_VORLIEGENDER TEXT_
════════════════════

Wissenschaftsblogs können durchaus etwas bewegen, das hat die “Causa Stralsund” gezeigt: Durch den öffentlichen Wirbel, der nicht zuletzt in Archivalia entfacht wurde, sah sich die Stadt Stralsund gezwungen, ihre Entscheidung, den größten Teil der historischen Gymnasialbibliothek einem Antiquar zu verkaufen, rückgängig zu machen. (Siehe dazu auch den Kommentar von Michael Schmalenstroer und die Bemerkung von Bastian Gillner im Blog Archive 2.0. Ein bei hypotheses.org verankertes Weblog Kulturgut  ging aus dem Skandal hervor und wird von einer kleinen Gruppe Interessierter, die auch die Facebookseite “Rettet die Stralsunder Archivbibliothek” betreut, getragen.

════════════════════

_BEREITGESTELLTES MATERIAL_
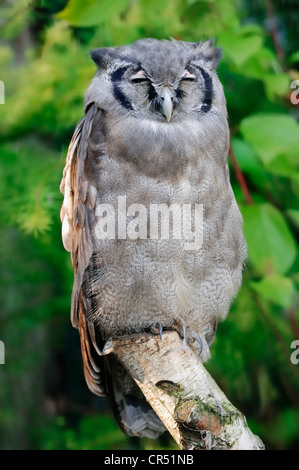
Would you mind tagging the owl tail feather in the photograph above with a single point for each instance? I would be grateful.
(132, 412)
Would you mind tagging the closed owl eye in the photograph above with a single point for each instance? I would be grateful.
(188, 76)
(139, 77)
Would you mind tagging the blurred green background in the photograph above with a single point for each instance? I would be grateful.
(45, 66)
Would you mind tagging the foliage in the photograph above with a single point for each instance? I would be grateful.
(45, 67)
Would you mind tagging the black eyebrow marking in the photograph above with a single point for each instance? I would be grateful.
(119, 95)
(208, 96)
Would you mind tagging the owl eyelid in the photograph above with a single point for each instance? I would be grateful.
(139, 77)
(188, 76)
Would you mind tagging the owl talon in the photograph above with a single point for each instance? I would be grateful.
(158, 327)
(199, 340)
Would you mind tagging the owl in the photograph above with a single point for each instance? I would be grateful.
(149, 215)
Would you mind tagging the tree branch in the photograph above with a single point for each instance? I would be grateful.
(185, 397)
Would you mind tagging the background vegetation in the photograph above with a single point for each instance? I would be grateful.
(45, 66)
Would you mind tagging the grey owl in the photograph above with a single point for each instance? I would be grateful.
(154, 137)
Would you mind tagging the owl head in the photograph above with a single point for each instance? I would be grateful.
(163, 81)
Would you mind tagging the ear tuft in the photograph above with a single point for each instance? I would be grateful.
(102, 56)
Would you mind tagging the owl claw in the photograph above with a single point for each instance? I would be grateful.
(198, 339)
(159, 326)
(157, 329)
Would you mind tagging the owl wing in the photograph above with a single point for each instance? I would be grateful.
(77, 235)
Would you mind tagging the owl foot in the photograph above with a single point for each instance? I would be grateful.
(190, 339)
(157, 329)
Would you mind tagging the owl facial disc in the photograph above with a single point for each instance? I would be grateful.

════════════════════

_AUFGABENSTELLUNG_
Beantworte die folgenden Fragen zum Text über die Causa Stralsund jeweils knapp.
(a) Was wollte die Stadt Stralsund verkaufen, und an wen?
(b) Bei welcher Plattform ist das Weblog Kulturgut verankert?
(c) Wie heißt die Facebookseite, die von derselben Gruppe betreut wird?

_ERGEBNIS_
(a) Den größten Teil der historischen Gymnasialbibliothek, an einen Antiquar.
(b) Bei hypotheses.org.
(c) „Rettet die Stralsunder Archivbibliothek“.